- Actions to take -
a) Do these statements agree with the opinion? (i) Allstate's arbitration attorney died after the arbitration hearing had concluded. (ii) Lombardi disputed receiving the $25,000 payment from Allstate. (iii) The writer would reverse the denial of Lombardi's motion for summary judgment. For each, answer yes or no and quote the words of the opinion that decide it.
b) Could you copy the opinion word for word, starting at "For all the" and ending at "deny his appeal."?

- Document text -
*** Begin section ***
Moreover, Allstate appears to have more than adequately rebutted its alleged negligence in connection with the final judgment — and thereby excused its failure to oppose the confirmation petition and to appeal from the judgment that had entered in that proceeding. It explained that its arbitration attorney had died after the arbitration hearing had concluded and that, as a result, it never received actual notice of the confirmation proceedings and the various orders and forms of judgment that Lombardi had sent to the deceased attorney’s office in time for Allstate to object thereto or otherwise to oppose the entry of judgment or to appeal therefrom in a timely manner. Accordingly, I believe that the hearing justice properly vacated the earlier judgment in favor of Lombardi and properly entered summary judgment in favor of Allstate, but that she did so for a wrong reason. On the facts and circumstances that were presented to the motion justice, I conclude that it was “no longer equitable that the judgment should have prospective application.” Rule 60(b)(5).
This Court certainly has the prerogative to affirm a decision made by a trial justice on grounds different from those relied upon by the trial justice. Ahlburn v. Clark, 728 A.2d 449, 452 (R.I.1999); Thibodeau v. Metropolitan Property and Liability Insurance Co., 682 A.2d 474, 475 (R.I.1996) (citing Andersen v. Sundlun, 625 A.2d 213, 215 (R.I.1993)(“Supreme Court can affirm the grant of summary judgment on a basis not relied on by the Court below if supported by the law and the record”)). In this case, Allstate was certainly entitled to relief from the judgment confirming the arbitration award because, pursuant to Rule 60(b)(5), the judgment had been previously “satisfied, released, or discharged” and it was “no longer equitable that the judgment should have prospective application.” In its independent equitable action, Allstate averred that before the challenged judgment had entered, Lombardi already had received full satisfaction of Allstate’s maximum liability to Lombardi under the $25,000 UIM liability limit in the insurance policy and had released Allstate from all his 1986 accident claims. Lombardi conceded that he received the $25,000 payment and also conceded that he had accepted and negotiated the check for that amount from Allstate. He has never contested the fact that the check contained a statement on its face indicating that it was “[i]n final settlement” for all his UIM claims against Allstate arising out of the 1986 accident. Under these circumstances, Allstate was clearly entitled to summary judgment on its equitable action to set aside the arbitration confirmation judgment and should not be denied that relief simply because the motion hearing justice gave a wrong reason for doing so.
For all the reasons above set out, I would affirm the Superior Court’s entry of summary judgment in favor of Allstate, because Lombardi’s judgment against Mí-state had been previously satisfied, released and discharged, and I would affirm the denial of Lombardi’s motion for sum*878mary judgment on his debt-on-judgment action and deny his appeal.
*** End section ***
- Provided material -
*** Begin section ***
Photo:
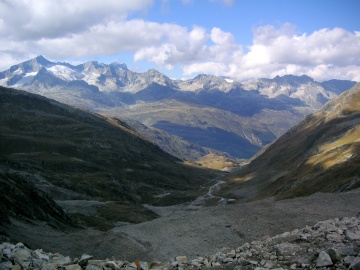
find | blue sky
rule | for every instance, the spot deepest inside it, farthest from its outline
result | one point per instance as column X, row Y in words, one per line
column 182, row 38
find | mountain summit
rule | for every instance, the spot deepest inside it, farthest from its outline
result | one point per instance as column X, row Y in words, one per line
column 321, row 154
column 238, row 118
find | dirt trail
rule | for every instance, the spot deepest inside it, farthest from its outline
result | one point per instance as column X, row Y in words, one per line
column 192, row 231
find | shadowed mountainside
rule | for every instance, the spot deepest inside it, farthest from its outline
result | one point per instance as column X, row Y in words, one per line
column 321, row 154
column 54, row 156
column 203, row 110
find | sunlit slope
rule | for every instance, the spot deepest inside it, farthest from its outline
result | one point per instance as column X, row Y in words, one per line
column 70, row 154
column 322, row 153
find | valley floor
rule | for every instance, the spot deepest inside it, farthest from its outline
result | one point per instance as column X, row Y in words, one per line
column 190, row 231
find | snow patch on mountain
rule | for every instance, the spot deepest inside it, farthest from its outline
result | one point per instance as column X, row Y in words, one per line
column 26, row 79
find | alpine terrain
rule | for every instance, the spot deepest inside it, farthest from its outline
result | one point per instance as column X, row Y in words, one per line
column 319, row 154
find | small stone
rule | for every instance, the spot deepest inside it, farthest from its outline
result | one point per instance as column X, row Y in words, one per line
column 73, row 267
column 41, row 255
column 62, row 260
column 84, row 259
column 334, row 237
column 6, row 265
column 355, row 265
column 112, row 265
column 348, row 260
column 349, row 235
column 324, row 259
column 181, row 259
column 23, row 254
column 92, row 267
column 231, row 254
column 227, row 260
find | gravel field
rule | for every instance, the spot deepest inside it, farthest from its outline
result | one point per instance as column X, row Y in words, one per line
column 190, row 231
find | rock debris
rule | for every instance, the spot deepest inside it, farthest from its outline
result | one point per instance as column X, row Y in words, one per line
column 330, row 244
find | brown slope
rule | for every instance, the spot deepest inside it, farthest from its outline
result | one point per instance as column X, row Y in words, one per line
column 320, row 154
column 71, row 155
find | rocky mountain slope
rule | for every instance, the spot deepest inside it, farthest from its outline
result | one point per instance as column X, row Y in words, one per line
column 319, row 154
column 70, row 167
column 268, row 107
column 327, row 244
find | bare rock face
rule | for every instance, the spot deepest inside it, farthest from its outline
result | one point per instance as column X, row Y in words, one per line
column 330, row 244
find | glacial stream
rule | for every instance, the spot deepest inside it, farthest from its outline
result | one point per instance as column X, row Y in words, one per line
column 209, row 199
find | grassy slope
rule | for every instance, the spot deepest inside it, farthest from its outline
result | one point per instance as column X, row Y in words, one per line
*** End section ***
*** Begin section ***
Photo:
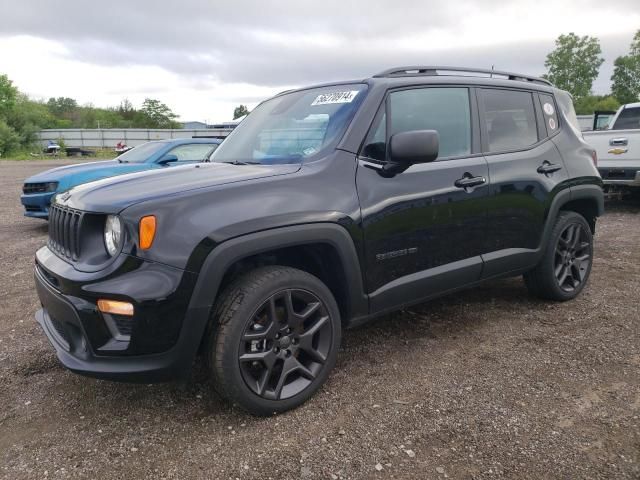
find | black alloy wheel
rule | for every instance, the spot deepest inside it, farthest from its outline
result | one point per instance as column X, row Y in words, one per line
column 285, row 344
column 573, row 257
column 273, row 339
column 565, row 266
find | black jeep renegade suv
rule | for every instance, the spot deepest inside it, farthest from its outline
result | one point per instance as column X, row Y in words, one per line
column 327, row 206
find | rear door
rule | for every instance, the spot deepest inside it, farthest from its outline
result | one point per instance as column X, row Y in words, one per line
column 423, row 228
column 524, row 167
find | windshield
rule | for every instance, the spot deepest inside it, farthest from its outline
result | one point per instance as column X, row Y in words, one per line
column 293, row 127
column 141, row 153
*** End section ***
*** Begin section ***
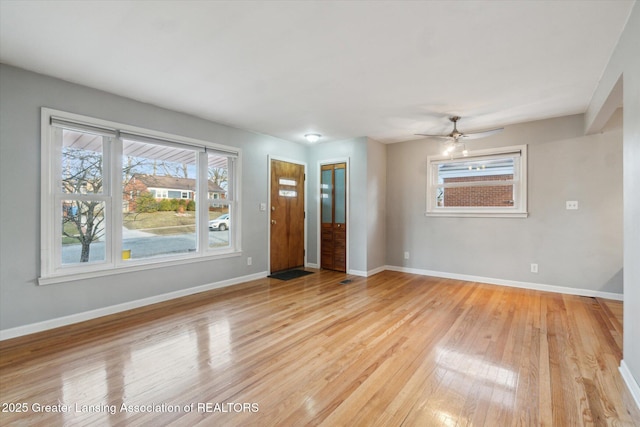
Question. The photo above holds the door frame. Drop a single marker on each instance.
*** End section ***
- Outputs for the tasks -
a)
(i) Yes: "its arbitration attorney had died after the arbitration hearing had concluded"
(ii) No: "Lombardi conceded that he received the $25,000 payment"
(iii) No: "I would affirm the denial of Lombardi’s motion"

b)
For all the reasons above set out, I would affirm the Superior Court’s entry of summary judgment in favor of Allstate, because Lombardi’s judgment against Mí-state had been previously satisfied, released and discharged, and I would affirm the denial of Lombardi’s motion for sum*878mary judgment on his debt-on-judgment action and deny his appeal.